- CHALLENGE: Starting at the line that contains "Task: indicate the red" and ending at the line that contains "x=250 y=425", both included, write out those lines of the material again with the requests kept. Offset every coordinate in the answers by -126.

━━━━━ DATA SUPPLIED

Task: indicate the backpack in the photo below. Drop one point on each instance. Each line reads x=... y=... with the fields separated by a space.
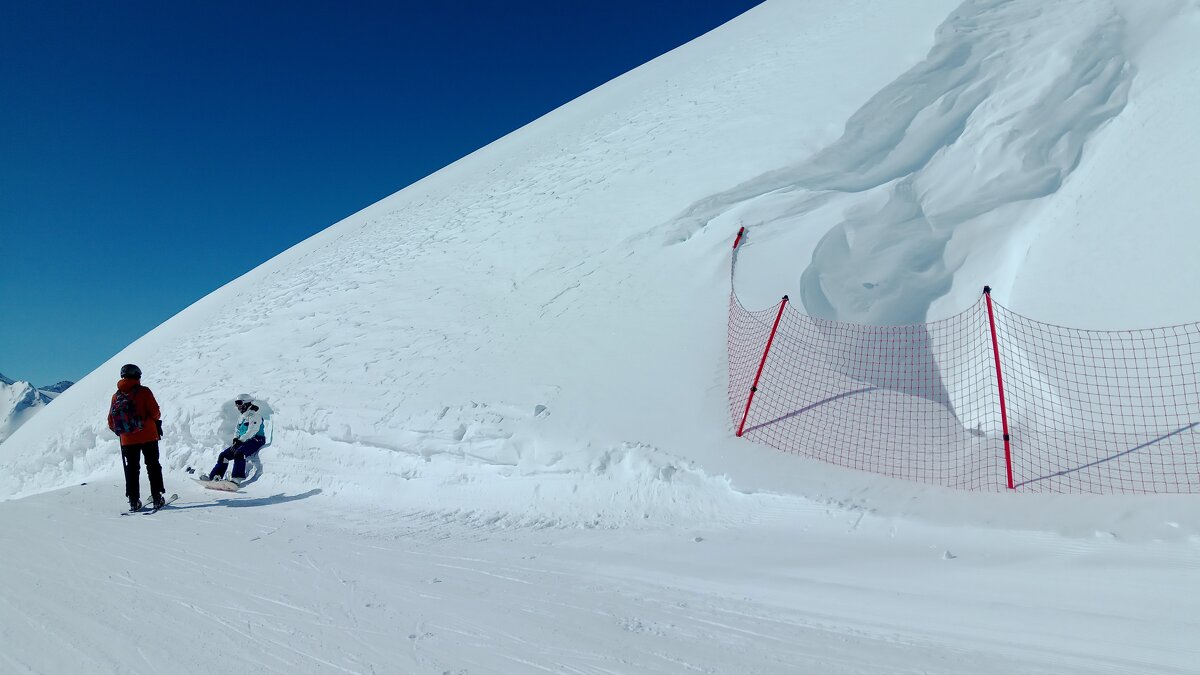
x=123 y=417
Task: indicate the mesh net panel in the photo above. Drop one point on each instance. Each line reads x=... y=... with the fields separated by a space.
x=1087 y=411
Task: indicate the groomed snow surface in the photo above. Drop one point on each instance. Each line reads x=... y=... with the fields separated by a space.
x=501 y=438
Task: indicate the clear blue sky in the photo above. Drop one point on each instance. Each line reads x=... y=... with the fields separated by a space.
x=153 y=151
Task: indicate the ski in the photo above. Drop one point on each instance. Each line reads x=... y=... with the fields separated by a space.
x=166 y=502
x=149 y=511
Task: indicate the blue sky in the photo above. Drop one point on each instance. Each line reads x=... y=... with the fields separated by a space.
x=153 y=151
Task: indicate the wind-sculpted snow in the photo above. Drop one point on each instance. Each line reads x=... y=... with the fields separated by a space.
x=933 y=172
x=505 y=324
x=498 y=401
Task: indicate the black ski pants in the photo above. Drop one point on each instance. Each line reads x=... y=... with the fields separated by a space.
x=130 y=457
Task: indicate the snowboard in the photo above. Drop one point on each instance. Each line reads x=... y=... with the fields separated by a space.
x=222 y=485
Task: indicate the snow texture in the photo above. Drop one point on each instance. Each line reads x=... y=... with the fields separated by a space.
x=498 y=400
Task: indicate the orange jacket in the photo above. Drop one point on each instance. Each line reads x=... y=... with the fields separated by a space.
x=145 y=406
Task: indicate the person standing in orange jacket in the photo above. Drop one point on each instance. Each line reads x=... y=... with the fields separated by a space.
x=133 y=414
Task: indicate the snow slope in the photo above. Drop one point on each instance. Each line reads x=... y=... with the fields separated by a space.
x=521 y=358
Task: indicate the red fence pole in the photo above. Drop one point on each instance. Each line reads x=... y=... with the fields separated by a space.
x=1000 y=384
x=761 y=364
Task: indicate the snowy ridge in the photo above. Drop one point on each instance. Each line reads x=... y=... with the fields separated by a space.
x=533 y=274
x=498 y=399
x=19 y=401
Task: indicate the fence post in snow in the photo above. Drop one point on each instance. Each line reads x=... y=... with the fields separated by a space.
x=1000 y=386
x=761 y=364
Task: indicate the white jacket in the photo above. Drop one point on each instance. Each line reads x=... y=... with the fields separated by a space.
x=250 y=425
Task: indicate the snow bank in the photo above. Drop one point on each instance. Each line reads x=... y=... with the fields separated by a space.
x=550 y=311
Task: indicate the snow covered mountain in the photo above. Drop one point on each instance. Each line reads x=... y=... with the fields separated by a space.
x=19 y=401
x=529 y=344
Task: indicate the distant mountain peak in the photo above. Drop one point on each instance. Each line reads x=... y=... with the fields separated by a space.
x=58 y=387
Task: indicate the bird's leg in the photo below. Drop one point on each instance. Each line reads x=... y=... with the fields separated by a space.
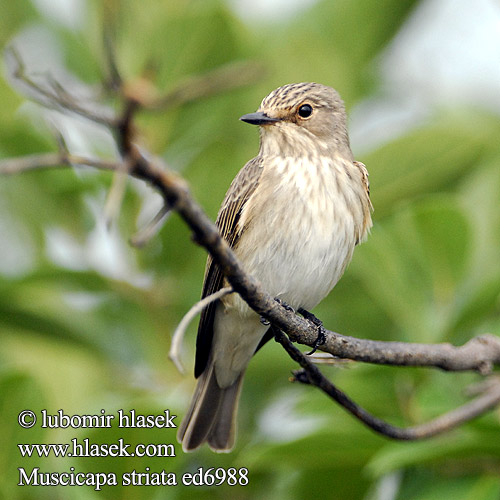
x=321 y=338
x=282 y=303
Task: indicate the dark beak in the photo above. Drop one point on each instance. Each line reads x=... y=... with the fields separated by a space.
x=258 y=118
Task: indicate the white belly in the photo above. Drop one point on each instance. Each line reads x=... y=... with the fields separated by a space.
x=299 y=239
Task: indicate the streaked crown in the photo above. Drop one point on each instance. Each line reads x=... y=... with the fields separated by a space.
x=304 y=116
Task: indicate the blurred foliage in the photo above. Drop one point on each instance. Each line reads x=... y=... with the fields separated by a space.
x=85 y=320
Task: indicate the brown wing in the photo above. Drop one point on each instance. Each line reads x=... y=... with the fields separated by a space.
x=239 y=192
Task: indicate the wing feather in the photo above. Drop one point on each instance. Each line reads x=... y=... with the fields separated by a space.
x=239 y=192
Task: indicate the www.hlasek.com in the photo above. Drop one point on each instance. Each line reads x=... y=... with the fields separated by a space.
x=85 y=448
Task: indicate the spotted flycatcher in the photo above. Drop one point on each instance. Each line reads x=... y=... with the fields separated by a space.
x=293 y=216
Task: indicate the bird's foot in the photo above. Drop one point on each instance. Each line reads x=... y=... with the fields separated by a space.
x=283 y=304
x=321 y=338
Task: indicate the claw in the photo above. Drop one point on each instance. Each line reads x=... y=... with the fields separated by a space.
x=321 y=338
x=283 y=304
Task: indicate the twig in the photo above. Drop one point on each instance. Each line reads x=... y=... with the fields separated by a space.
x=55 y=97
x=229 y=76
x=479 y=354
x=10 y=166
x=312 y=375
x=178 y=336
x=142 y=237
x=116 y=193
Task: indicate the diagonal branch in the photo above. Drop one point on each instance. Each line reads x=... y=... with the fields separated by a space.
x=480 y=354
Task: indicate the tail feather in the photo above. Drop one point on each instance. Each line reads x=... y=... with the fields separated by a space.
x=212 y=415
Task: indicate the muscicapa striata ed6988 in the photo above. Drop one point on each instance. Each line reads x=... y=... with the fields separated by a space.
x=293 y=216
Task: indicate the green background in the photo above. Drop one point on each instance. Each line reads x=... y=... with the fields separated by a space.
x=80 y=334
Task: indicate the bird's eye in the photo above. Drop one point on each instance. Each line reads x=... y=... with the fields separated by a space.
x=305 y=111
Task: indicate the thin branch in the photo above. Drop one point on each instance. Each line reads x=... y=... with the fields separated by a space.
x=116 y=193
x=178 y=336
x=229 y=76
x=55 y=96
x=310 y=374
x=479 y=354
x=10 y=166
x=142 y=237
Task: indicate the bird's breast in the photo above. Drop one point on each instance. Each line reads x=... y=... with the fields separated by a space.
x=299 y=227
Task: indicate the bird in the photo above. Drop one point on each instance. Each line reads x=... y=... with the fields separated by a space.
x=293 y=216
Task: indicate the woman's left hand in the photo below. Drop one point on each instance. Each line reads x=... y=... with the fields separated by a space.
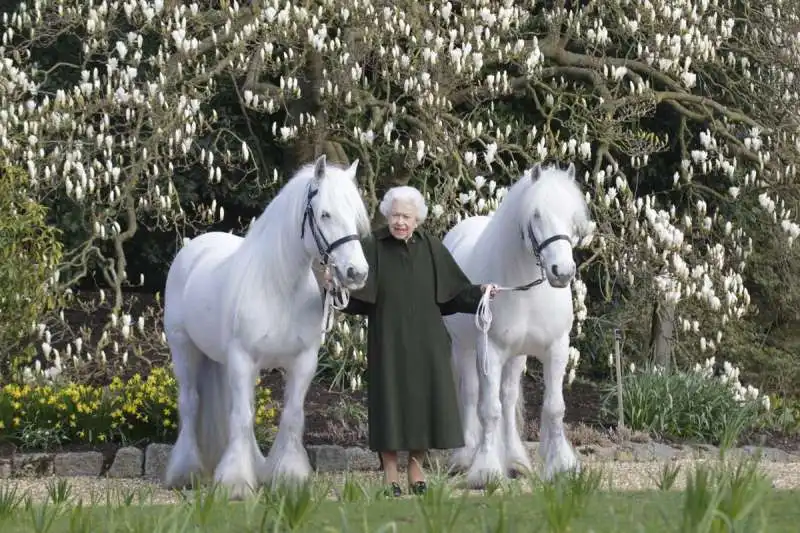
x=492 y=289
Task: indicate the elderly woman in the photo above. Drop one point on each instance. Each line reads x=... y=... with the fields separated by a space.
x=413 y=281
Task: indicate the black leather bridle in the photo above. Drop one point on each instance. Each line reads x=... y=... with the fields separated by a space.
x=323 y=246
x=537 y=252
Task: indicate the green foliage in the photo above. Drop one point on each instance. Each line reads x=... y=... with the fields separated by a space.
x=719 y=498
x=29 y=252
x=691 y=405
x=42 y=415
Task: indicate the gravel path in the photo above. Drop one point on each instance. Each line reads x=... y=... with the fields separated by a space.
x=617 y=475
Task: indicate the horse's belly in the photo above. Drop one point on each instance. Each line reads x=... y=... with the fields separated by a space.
x=533 y=329
x=276 y=342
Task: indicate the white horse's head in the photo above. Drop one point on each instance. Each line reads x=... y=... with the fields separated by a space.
x=334 y=220
x=555 y=219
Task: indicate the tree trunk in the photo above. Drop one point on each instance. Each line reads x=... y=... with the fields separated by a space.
x=662 y=341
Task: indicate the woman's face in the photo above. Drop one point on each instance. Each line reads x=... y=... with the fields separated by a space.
x=402 y=219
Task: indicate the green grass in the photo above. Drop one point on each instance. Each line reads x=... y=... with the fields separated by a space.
x=715 y=500
x=650 y=512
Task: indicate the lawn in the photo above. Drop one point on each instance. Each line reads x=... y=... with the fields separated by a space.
x=651 y=512
x=712 y=498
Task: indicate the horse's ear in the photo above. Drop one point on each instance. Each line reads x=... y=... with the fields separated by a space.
x=352 y=169
x=536 y=171
x=571 y=171
x=319 y=168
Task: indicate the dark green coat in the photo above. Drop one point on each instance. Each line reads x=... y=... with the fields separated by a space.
x=412 y=400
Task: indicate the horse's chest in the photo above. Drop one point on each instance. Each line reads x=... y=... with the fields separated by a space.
x=532 y=325
x=281 y=334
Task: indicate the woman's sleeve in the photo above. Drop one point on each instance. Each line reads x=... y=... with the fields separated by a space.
x=455 y=293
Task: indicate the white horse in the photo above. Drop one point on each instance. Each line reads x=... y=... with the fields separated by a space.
x=528 y=240
x=234 y=306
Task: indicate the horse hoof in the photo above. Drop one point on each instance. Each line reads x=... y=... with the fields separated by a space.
x=481 y=479
x=239 y=491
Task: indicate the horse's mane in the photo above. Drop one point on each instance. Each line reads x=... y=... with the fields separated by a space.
x=554 y=193
x=272 y=250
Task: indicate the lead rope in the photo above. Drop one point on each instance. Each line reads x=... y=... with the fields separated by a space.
x=336 y=297
x=483 y=321
x=483 y=316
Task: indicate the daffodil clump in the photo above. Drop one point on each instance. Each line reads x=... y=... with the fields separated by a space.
x=139 y=409
x=699 y=404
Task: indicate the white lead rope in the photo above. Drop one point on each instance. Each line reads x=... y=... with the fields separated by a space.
x=483 y=316
x=336 y=297
x=483 y=321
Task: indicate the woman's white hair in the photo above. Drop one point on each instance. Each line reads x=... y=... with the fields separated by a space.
x=404 y=193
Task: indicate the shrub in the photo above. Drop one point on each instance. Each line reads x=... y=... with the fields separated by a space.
x=693 y=405
x=29 y=252
x=137 y=410
x=342 y=362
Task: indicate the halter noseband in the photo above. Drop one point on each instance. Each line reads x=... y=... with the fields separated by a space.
x=323 y=246
x=537 y=250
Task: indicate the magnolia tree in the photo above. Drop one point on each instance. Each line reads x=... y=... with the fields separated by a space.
x=458 y=97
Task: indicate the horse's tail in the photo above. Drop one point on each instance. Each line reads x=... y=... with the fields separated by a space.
x=213 y=411
x=519 y=408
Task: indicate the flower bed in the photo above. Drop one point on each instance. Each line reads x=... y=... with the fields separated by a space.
x=40 y=416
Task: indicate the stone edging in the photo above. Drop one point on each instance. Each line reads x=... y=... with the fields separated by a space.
x=131 y=462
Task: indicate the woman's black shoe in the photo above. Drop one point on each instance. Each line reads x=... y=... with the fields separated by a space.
x=394 y=490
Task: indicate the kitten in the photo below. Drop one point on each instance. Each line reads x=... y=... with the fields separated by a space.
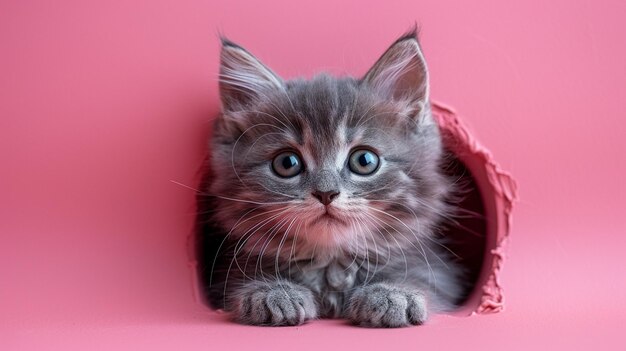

━━━━━━━━━━

- RESULT FOR THIS TASK:
Task: indicate the red fence pole in the photo above. Drop one point on each instance. Each line reads x=... y=... with the fields separated by a space.
x=874 y=258
x=635 y=238
Task: indicate the snowy ridge in the photo above. Drop one point on each instance. Each line reads x=... y=... with the fields separated by a space.
x=407 y=148
x=372 y=273
x=-107 y=275
Task: indicate the fence post in snow in the photo above. Drop one point on each instance. Each line reads x=... y=... with the fields separated by a space.
x=874 y=260
x=635 y=238
Task: indicate the white jacket in the photo above. Drop one point on each instance. Each line reads x=... y=... with the fields separated by a space.
x=124 y=299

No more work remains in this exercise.